### Description of the task
Using the records below, repeat exactly the lines from the one holding "Task: a point for each instance of the dry" through the one holding "pixel 388 201", both ends included, and no others.

### Provided data

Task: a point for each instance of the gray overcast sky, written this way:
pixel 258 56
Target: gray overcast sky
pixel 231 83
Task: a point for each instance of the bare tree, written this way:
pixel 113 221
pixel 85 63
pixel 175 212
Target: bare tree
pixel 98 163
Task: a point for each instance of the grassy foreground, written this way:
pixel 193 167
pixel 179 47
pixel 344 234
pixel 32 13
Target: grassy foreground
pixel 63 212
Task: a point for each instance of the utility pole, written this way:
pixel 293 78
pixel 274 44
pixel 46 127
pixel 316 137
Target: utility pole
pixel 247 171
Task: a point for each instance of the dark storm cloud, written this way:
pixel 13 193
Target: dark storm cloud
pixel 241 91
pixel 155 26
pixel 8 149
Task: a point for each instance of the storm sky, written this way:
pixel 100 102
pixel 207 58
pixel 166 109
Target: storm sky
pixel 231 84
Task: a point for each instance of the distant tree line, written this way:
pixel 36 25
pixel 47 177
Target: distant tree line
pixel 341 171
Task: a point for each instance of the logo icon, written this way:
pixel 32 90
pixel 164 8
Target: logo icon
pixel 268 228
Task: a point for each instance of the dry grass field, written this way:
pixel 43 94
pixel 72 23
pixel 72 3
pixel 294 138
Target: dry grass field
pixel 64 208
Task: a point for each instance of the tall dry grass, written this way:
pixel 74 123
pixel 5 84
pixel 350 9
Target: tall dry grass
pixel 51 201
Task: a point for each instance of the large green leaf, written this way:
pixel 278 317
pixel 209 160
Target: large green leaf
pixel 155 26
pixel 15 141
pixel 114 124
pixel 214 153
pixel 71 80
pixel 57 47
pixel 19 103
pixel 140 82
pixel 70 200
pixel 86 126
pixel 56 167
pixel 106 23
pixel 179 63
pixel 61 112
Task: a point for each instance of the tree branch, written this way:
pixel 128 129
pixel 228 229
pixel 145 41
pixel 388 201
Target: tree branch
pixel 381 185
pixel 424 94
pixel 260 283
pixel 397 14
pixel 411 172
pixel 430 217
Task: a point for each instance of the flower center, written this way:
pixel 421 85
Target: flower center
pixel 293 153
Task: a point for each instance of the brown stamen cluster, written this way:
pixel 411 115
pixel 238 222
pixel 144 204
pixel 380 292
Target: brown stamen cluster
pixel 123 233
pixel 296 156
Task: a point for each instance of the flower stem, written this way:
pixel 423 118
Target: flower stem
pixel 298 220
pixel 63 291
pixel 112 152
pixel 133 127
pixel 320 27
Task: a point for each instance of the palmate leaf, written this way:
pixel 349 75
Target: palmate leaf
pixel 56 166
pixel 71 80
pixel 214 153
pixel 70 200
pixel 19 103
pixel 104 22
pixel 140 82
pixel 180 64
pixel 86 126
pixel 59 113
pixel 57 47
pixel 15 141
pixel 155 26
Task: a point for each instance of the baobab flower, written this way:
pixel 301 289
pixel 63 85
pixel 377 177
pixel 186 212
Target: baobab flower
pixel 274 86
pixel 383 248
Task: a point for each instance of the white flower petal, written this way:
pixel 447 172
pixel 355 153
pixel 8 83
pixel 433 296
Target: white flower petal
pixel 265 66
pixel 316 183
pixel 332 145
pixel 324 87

### Solution for this exercise
Task: a point for each instance of the dry grass field, written this way:
pixel 43 94
pixel 72 23
pixel 72 3
pixel 294 138
Target: dry grass field
pixel 64 208
Task: a point for each instance of the tall dry grass, written this way:
pixel 74 123
pixel 5 84
pixel 350 9
Target: tall dry grass
pixel 51 201
Task: a point for each instance of the large green leaf, written this way:
pixel 278 317
pixel 209 160
Target: large green leaf
pixel 155 26
pixel 15 141
pixel 114 124
pixel 214 153
pixel 71 80
pixel 57 47
pixel 19 103
pixel 140 82
pixel 70 200
pixel 86 126
pixel 56 167
pixel 106 23
pixel 179 63
pixel 61 112
Task: a point for each instance of the tree branch, written this way:
pixel 128 129
pixel 228 229
pixel 145 41
pixel 388 201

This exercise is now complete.